» SUPPLIED MATERIAL
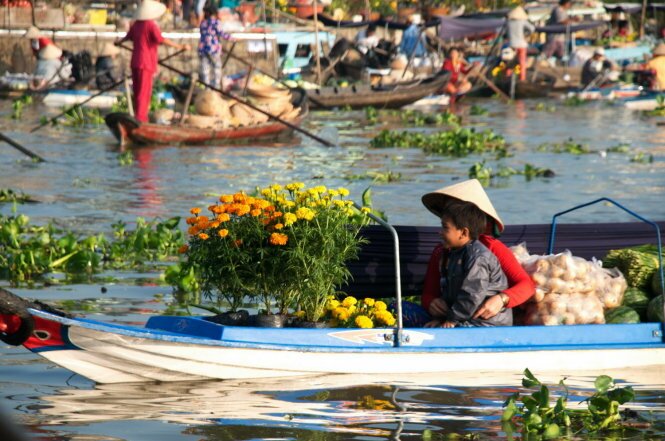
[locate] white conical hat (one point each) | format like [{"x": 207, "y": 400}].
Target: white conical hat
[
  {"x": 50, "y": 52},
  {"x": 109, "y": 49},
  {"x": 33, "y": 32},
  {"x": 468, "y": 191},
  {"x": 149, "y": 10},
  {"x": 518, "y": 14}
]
==
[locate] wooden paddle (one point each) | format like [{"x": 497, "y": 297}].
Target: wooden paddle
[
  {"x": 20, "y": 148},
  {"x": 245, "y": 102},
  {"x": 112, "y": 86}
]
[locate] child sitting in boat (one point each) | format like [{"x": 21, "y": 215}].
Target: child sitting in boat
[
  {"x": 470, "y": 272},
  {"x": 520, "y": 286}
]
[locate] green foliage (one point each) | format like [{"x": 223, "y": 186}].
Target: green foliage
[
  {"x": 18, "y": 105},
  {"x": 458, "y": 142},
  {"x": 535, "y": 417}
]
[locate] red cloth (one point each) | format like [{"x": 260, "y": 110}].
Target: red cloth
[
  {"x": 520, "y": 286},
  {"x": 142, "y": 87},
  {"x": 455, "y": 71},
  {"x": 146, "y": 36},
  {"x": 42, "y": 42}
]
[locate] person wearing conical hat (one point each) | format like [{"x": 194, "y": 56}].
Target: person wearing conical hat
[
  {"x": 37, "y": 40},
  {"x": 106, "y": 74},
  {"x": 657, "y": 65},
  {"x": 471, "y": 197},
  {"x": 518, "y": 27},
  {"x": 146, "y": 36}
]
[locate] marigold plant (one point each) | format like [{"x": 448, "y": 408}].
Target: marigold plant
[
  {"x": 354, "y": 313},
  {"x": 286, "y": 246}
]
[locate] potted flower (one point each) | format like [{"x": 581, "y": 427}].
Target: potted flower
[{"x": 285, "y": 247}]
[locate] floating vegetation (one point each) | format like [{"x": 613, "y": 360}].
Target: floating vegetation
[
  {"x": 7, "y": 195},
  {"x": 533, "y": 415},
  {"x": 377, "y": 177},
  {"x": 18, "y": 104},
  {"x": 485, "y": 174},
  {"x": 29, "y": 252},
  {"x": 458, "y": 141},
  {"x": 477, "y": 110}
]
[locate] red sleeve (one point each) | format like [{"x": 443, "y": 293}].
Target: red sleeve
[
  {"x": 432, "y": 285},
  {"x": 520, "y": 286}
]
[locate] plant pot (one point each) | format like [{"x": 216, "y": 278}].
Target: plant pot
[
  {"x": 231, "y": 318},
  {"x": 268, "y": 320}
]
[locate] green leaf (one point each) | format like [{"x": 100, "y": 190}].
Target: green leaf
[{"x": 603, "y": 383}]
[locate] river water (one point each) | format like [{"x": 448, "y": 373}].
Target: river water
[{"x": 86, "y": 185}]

» WHAT THE TASK ASKS
Extract each line from the records above that contains the string "conical", copying those lines unchanged.

» OUTPUT FOR THIS TASK
[locate] white conical hat (one point each) | format like [{"x": 207, "y": 400}].
Target: white conical hat
[locate] person wearing conical hat (one point each) | format like [{"x": 194, "y": 56}].
Target: person wearing conical hat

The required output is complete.